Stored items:
---+---

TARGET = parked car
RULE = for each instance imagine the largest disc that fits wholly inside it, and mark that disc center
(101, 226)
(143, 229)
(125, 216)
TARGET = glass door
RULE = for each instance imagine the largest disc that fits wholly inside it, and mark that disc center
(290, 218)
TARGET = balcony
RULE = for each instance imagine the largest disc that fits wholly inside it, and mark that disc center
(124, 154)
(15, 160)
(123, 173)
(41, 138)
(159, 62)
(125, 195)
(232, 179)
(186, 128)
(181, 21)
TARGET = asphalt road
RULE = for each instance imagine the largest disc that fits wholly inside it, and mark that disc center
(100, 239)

---+---

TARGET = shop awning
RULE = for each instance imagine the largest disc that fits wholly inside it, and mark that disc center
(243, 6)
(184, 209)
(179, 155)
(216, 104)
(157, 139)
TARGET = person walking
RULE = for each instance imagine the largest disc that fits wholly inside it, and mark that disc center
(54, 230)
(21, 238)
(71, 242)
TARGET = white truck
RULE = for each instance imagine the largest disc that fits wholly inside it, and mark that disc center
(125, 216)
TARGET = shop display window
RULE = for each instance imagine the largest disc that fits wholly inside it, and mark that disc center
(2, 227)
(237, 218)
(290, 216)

---+---

What you need to do: Count the lines of the data that include the string "TARGET", and give only that number.

Your solution: 8